▶ Your task:
Copy nothing from the entries below except the lines from the one containing "Indicate a point per instance of the white door" through the one containing "Indicate a point per instance of the white window", and copy those exactly.

(Extracted data entries)

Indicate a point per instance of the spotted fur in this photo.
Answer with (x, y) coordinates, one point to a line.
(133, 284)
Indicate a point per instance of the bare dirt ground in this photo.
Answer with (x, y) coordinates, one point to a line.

...

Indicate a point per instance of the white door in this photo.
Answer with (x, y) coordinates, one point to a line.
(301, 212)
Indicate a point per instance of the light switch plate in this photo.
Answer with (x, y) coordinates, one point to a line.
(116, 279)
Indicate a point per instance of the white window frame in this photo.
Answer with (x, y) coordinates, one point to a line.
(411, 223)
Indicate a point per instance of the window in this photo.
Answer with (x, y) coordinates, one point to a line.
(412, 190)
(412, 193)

---

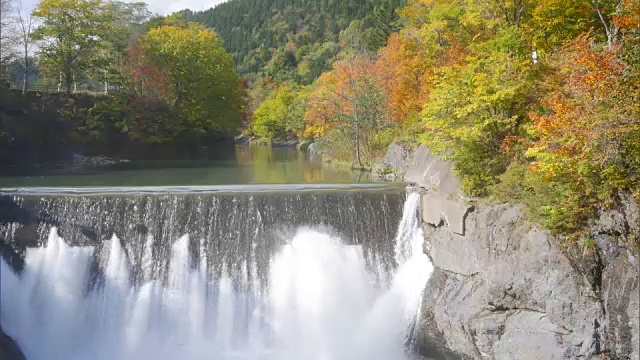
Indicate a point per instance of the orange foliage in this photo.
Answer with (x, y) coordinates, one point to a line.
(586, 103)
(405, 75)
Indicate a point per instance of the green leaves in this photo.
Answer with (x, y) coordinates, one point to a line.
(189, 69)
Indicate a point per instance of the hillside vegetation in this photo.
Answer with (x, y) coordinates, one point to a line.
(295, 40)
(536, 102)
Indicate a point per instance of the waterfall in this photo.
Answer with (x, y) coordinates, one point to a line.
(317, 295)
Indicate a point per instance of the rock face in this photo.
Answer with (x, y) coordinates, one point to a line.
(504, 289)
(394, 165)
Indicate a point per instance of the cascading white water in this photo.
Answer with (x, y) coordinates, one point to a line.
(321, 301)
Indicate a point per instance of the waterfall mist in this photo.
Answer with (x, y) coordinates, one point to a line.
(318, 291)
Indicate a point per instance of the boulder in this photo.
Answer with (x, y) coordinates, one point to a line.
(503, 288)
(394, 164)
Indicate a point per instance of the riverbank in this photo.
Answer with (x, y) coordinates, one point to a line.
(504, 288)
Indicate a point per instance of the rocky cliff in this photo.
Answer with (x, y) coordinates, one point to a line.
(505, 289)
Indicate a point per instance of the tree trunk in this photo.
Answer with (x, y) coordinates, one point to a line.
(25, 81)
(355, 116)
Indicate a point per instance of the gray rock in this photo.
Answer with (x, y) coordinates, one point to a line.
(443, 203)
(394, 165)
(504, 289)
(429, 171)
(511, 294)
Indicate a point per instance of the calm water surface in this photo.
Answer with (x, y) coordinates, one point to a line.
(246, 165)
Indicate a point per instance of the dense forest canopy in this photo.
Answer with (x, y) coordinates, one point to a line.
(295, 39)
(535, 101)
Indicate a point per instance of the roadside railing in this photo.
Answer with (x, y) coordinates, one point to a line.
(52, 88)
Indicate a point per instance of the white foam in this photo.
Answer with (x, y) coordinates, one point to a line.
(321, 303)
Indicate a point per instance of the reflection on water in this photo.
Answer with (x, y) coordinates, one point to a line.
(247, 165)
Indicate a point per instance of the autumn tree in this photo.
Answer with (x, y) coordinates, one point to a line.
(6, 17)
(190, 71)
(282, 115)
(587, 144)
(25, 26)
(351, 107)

▶ Worked solution:
Indicate a point per instance of the white door in this photo.
Answer with (x, y) coordinates, one point to a line.
(301, 212)
Indicate a point per instance of the light switch plate in this photo.
Answer with (x, y) coordinates, one point to a line.
(116, 279)
Indicate a point per instance of the white window frame in this photo.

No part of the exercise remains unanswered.